▶ TRECHO DO DOCUMENTO:
■ ■ ■

Portanto, que “o dia venha mugindo pra se banhar em água rasa”. Portanto, que os cabarés vazios continuem, pois até o silêncio tem o nome de silêncio porque só existe quando as vozes calam, o que prova que somente a mudez é possível.

No mais, essa profusão de nomes e letras. No mais, essa ausência de sentido que a tudo anima no momento em que nomeia, mas destrói no momento em que significa.

No gelo escasso dos dias, é possível que morramos de hipotermia ainda que exista um último cigarro por amassar.

O bom é que sempre haverá um cabaré e um rum pela metade. E com alguma sorte, talvez alguns braços nos abracem e a solidão do amanhecer seja menos só que o Sol – essa vida que queima insciente da própria morte.

Daí nossa tristeza. Daí nosso rancor. Daí nossa impossibilidade de às vezes cavar no buraco no qual nos encontramos e dar um beijo naquela que há tanto tempo nos acompanha.

Mas tudo sempre será azul como uma borboleta machadiana: basta um piparote e virão as formigas.

Por conta disso o pó não existe: o que existe é a ausência: o que existe é a contínua inalação do nada.

E sem nome, nada há. E sem conversas, nada há, ainda que a órbita de todo assunto gire ao redor do medo de cada um.

Mas hoje fiquemos com esse cabaré vazio, prato deprimente da fome de cada dia que a cada dia queremos saciar e não saciamos.

Fiquemos com nossa sombra por sobre as letras do que não entendemos, porque só isso nos trará os sonhos. E com sorte, o sono.

9 comentários:

Biba disse...

■ ■ ■

Registros de anotação de detecção
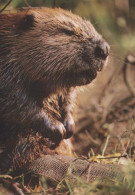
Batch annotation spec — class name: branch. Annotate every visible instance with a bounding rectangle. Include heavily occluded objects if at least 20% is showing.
[0,0,12,13]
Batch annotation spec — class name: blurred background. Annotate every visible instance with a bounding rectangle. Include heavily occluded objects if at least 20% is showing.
[0,0,135,155]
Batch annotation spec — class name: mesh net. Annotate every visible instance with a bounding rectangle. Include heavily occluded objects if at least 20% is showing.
[25,155,123,182]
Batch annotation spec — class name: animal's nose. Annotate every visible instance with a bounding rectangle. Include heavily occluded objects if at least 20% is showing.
[95,41,110,59]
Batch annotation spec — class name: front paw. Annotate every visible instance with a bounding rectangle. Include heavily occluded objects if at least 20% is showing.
[63,115,75,139]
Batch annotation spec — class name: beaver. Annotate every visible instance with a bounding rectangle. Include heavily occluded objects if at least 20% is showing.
[0,8,110,170]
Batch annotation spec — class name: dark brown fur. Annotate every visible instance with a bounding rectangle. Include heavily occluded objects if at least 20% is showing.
[0,8,108,172]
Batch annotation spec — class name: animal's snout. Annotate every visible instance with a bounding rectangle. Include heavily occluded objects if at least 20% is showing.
[95,41,110,60]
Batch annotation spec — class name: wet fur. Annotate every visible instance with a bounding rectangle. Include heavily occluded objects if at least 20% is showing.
[0,8,107,170]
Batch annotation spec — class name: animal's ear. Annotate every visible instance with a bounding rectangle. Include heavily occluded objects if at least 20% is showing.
[19,14,34,30]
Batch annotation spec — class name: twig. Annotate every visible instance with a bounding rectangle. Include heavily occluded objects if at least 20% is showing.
[122,58,134,97]
[0,0,12,13]
[96,154,128,159]
[102,135,110,156]
[53,0,56,8]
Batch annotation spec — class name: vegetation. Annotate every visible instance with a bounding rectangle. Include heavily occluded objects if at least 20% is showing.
[0,0,135,195]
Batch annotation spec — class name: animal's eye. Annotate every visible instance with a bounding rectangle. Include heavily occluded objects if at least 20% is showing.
[62,29,75,36]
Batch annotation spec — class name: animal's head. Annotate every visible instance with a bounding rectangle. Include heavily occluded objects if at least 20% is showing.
[0,8,110,94]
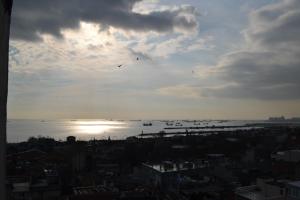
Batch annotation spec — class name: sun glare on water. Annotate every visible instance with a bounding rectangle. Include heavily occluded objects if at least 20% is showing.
[73,121,124,135]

■ ■ ■

Copie do trecho todas as frases que começam com a palavra "Daí".

▶ RESPOSTA:
- Daí nossa tristeza.
- Daí nosso rancor.
- Daí nossa impossibilidade de às vezes cavar no buraco no qual nos encontramos e dar um beijo naquela que há tanto tempo nos acompanha.